> [Text block]

* * *

CS6320:  SW Engineering of Web Based Systems

 

Google App Engine

https://appengine.google.com/

function of GAE

  • Using Googles Infrastructure to host and build your Web Applications
  • Free Account --- for limited bandwidth ....see http://code.google.com/appengine/ for details
  • NOT a virtual machine environment like Amazon or other "IaaS Cloud computing environments".
    • is a platform as a service (PaaS) cloud computing platform for developing and hosting web applications in Google-managed data centers.
    • Applications are sandboxed and run across multiple servers
    • App Engine offers automatic scaling for web applications—as the number of requests increases for an application, App Engine automatically allocates more resources for the web application to handle the additional demand
  • GAE serves more than billions of  pages views a day across all applications.
  • You can scale up to more than 7 billion pages per day and scale way down to your need.
  • NOTE: Amazon now getting into PaaS (http://aws.amazon.com/elasticbeanstalk/) but GAE still considered leader in PaaS

 

Why Google App Engine? Provides solution for Data, Cache, Authentication, etc.

  • how many developers or architects have experience and the mindset to build applications that support 100s of thousands of concurrent users up all the time?

  • Scaling Big is Really Hard

  • "Commoditization of Software Architecture and Scaling Skills"

  • Horizontal scaling model

    • this is not a model that most web application developers have experience with.

    • instead of using more capable hardware (vertical scaling), you use more instances of less-capable hardware, each handling a slice of the work, often doing the same function (e.g. sliced between groups of users).

    • intent is to reduce centralization of resources

    • ultimate goal is to simply be able to add more instances of the hardware without limit to meet increased scale requirements.

  • Google AppEngine Makes It Easy by Imposing a New Architecture
  • You won't have to worry about things like replicating state, scaling datastores, building caches, etc. You won't have to hire as many really smart systems architects to bend your applications around the constraints imposed by a requirement of unbounded scaling.
  • BUT THERE ARE SOME RESTRICTIONS

"Here's why Google App Engine is important, ---If you build your app on the Google App Engine architecture, it will scale to unlimited levels without any extra effort. Full stop."

What is Free and What is NOT

  • FREE: All applications have a default quota configuration, the "free quotas", which should allow for roughly 5 million pageviews a month for an efficient application. You can read more about system quotas in the quota documentation.
  • PAY FOR MORE: As your application grows, it may need a higher resource allocation than the default quota configuration provides. You can purchase additional computing resources by enabling billing for your application. Billing enables developers to raise the limits on all system resources and pay for even higher limits on CPU, bandwidth, storage, and email usage

 

Can handle/ some features

  • data storage (distributed---Google's solution to data)

  • application hosting

  • application version control

  • services - authentication (OAuth), google file system, more

  • scalable infrastructure (e.g. Memcache)

  • Support for python, java, php and Go with SDK so you can develop locally on your machine (deploy to google app engine)

* * *

> [Written request] Can you reproduce, word for word, the part of the Google App Engine notes between "Why Google App Engine?" and "groups of users).", inclusive?

Location identification entries
* * *

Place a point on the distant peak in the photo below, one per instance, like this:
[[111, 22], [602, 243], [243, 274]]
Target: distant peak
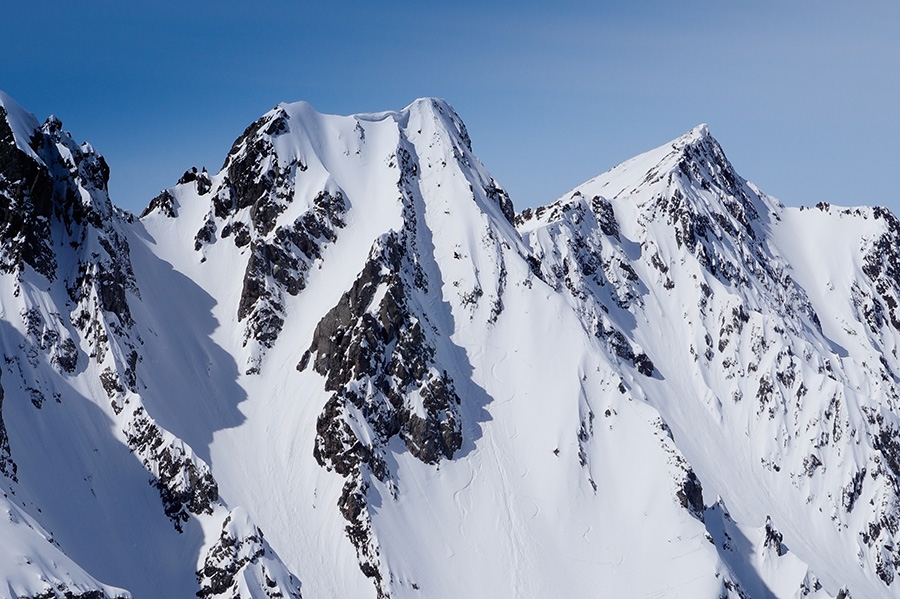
[[698, 136]]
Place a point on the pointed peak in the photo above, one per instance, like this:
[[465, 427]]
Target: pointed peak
[[22, 125], [697, 137]]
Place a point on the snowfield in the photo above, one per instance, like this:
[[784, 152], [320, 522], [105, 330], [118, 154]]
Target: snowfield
[[344, 366]]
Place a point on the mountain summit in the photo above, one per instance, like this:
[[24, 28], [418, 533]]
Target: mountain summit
[[343, 365]]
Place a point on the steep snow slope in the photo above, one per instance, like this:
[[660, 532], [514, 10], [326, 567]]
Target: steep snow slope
[[425, 428], [770, 331], [78, 446], [659, 385]]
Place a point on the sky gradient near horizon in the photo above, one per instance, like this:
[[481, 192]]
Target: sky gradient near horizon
[[804, 97]]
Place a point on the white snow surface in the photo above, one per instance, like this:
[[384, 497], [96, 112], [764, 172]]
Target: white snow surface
[[668, 382]]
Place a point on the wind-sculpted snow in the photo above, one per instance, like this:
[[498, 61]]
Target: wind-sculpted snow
[[663, 384], [72, 351]]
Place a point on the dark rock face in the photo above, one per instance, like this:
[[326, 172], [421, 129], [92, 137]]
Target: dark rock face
[[590, 268], [385, 345], [231, 556], [257, 188], [378, 355], [774, 539], [185, 486], [279, 264], [164, 202], [691, 495], [26, 205], [62, 592]]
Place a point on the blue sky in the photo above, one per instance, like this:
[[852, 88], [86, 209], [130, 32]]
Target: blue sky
[[804, 96]]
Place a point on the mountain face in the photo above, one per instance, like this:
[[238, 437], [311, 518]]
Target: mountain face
[[343, 365]]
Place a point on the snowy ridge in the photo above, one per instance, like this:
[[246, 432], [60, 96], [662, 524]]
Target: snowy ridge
[[72, 350], [347, 338]]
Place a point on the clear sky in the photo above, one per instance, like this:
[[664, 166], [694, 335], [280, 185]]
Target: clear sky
[[803, 95]]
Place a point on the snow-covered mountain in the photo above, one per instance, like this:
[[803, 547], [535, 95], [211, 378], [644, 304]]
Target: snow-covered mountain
[[343, 366]]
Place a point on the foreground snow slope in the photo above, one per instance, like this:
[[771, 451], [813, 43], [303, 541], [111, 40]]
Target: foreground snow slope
[[347, 368]]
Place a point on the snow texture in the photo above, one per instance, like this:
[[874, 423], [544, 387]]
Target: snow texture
[[342, 365]]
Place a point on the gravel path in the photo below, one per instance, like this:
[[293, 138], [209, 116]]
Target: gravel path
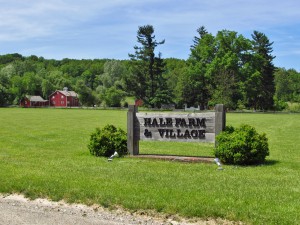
[[17, 210]]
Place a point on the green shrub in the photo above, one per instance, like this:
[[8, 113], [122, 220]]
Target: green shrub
[[241, 146], [104, 142]]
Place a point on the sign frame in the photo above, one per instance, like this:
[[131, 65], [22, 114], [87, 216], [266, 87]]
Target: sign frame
[[180, 127]]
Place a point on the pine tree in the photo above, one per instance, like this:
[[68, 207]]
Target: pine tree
[[147, 69], [262, 49]]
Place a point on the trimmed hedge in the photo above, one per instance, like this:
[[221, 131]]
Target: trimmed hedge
[[105, 141], [241, 146]]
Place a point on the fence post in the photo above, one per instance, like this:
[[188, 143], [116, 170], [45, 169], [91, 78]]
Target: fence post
[[220, 119], [132, 131]]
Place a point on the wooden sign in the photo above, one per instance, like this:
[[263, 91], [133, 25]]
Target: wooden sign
[[182, 127]]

* * *

> [Answer to this exercise]
Why Google App Engine? Provides solution for Data, Cache, Authentication, etc.

  • how many developers or architects have experience and the mindset to build applications that support 100s of thousands of concurrent users up all the time?

  • Scaling Big is Really Hard

  • "Commoditization of Software Architecture and Scaling Skills"

  • Horizontal scaling model

    • this is not a model that most web application developers have experience with.

    • instead of using more capable hardware (vertical scaling), you use more instances of less-capable hardware, each handling a slice of the work, often doing the same function (e.g. sliced between groups of users).